[Data lines]
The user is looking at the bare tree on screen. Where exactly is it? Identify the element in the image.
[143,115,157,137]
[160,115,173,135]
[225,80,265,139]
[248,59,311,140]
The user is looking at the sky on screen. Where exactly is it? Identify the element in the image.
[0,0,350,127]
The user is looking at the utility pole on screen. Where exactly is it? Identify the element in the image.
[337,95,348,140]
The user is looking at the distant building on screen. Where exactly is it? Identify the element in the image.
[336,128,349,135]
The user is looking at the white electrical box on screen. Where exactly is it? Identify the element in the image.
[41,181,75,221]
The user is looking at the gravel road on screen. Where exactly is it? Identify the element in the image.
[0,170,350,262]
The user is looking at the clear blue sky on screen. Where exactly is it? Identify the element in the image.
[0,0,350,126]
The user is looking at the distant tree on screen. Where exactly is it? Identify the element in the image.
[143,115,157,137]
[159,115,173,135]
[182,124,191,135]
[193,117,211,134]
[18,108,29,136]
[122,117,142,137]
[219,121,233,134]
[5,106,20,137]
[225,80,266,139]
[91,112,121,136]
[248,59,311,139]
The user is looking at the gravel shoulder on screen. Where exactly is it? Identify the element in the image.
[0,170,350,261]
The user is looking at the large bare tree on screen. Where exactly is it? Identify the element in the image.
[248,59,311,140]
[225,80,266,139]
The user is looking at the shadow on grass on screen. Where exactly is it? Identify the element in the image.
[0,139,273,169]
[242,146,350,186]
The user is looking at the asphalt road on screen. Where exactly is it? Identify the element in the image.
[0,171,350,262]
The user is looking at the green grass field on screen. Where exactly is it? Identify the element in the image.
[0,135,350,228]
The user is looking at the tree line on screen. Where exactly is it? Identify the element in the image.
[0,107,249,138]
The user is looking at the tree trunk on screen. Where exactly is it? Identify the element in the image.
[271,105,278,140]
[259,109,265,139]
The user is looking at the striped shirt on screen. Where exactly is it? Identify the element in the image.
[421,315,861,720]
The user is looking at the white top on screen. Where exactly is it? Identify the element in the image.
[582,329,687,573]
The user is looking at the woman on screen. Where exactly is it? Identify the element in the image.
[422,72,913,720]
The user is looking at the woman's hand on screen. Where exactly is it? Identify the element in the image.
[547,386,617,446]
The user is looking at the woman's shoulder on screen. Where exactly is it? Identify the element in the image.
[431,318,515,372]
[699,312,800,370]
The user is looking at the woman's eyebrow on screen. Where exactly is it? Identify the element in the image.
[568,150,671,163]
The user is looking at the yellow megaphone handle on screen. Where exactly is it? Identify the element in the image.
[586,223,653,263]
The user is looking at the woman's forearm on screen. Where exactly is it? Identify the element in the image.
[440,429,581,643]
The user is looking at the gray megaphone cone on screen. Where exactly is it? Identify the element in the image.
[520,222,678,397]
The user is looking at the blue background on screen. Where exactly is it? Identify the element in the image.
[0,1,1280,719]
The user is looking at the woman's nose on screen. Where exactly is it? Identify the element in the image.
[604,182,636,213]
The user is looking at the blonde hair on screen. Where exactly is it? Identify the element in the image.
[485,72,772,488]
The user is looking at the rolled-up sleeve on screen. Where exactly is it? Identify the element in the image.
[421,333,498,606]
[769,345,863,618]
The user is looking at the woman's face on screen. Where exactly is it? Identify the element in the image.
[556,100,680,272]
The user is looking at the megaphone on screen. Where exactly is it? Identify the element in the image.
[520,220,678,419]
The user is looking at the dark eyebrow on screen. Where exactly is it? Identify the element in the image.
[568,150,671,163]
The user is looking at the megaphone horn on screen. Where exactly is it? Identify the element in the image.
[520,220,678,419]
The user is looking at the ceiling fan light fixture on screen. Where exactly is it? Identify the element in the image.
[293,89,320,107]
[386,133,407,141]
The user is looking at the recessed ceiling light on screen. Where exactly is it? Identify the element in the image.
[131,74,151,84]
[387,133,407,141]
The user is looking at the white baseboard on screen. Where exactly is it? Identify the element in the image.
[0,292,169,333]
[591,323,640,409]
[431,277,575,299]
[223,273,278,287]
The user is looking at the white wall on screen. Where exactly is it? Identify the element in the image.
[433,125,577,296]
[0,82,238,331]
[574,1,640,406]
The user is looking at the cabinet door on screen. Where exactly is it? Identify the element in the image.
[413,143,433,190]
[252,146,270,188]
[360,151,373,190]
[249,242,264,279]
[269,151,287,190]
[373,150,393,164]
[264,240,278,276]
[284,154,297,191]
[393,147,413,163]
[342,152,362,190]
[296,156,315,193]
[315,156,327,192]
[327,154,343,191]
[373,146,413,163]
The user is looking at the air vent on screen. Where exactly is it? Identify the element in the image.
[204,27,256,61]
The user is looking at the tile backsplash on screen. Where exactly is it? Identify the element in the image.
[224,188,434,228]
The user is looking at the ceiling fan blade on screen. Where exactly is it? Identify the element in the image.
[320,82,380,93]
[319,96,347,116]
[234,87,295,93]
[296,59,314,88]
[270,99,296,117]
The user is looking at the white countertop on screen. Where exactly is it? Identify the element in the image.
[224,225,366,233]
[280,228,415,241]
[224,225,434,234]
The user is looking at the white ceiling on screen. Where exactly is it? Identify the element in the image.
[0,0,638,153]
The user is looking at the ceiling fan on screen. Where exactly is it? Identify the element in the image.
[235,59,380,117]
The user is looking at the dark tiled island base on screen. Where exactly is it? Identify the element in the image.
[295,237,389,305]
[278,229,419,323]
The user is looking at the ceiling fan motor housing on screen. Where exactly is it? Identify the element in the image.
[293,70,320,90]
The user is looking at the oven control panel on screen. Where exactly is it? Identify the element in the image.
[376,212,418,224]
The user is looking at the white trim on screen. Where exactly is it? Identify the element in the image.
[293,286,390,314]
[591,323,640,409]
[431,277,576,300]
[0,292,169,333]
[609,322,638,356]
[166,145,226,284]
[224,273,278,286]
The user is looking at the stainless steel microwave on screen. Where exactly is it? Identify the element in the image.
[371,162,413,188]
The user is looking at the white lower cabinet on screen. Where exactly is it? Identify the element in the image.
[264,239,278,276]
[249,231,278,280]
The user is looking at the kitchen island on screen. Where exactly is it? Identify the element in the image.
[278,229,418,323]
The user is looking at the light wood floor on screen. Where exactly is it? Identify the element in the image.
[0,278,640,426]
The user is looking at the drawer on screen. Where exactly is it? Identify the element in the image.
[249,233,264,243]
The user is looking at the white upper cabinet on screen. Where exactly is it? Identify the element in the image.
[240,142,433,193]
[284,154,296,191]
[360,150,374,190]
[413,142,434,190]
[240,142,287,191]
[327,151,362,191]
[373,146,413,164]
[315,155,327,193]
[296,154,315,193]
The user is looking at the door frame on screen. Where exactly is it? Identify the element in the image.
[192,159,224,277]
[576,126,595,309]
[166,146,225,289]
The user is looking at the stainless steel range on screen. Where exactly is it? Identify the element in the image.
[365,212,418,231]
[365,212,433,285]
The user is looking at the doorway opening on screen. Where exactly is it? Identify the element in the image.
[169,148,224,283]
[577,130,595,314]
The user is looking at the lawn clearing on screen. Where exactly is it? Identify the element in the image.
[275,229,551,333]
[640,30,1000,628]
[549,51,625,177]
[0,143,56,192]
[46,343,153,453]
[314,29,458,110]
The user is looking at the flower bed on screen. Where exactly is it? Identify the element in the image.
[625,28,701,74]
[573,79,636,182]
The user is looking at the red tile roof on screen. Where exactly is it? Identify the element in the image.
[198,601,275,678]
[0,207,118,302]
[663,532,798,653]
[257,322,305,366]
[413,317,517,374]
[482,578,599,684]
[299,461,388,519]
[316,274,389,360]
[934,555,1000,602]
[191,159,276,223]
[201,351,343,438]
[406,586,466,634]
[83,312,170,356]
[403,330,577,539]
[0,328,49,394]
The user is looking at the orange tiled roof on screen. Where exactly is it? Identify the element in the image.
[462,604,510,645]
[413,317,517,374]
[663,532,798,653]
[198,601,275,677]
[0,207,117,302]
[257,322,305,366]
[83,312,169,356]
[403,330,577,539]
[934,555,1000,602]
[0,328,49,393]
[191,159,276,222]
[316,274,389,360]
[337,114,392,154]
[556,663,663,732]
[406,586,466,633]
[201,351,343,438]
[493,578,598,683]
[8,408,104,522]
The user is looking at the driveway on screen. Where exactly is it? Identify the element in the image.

### Goal of the exercise
Copy the rows word for word, starting with the very first row and ending with the row that contains "[0,170,350,261]". Include both of those rows.

### Solved exercise
The user is looking at the bare tree on screen. Where exactly is it? Identify the element in the image.
[143,115,157,137]
[160,115,173,135]
[225,80,265,139]
[248,59,311,140]
The user is looking at the sky on screen. Where exactly is it? Identify the element in the image.
[0,0,350,127]
The user is looking at the utility pole on screen. Where exactly is it? Identify the element in the image.
[337,95,348,140]
The user is looking at the distant building on screen. Where exactly is it? Identify the element in the image.
[336,128,349,135]
The user is looking at the white electrical box on screen. Where exactly is it? Identify the element in the image.
[41,181,75,221]
The user is looking at the gravel road on screen. Where exactly is it? Identify the element in the image.
[0,170,350,262]
The user is looking at the clear blue sky on screen. Where exactly is it? Identify the element in the image.
[0,0,350,126]
The user is looking at the distant tree on screen. Where exactly is it? Identify the element in the image.
[143,115,157,137]
[159,115,173,135]
[182,124,191,135]
[193,117,211,134]
[18,108,29,136]
[122,117,142,137]
[219,121,233,134]
[5,106,20,137]
[225,80,266,139]
[91,112,121,136]
[248,59,311,139]
The user is looking at the gravel shoulder on screen. Where exactly is it? Identify the element in the image.
[0,170,350,261]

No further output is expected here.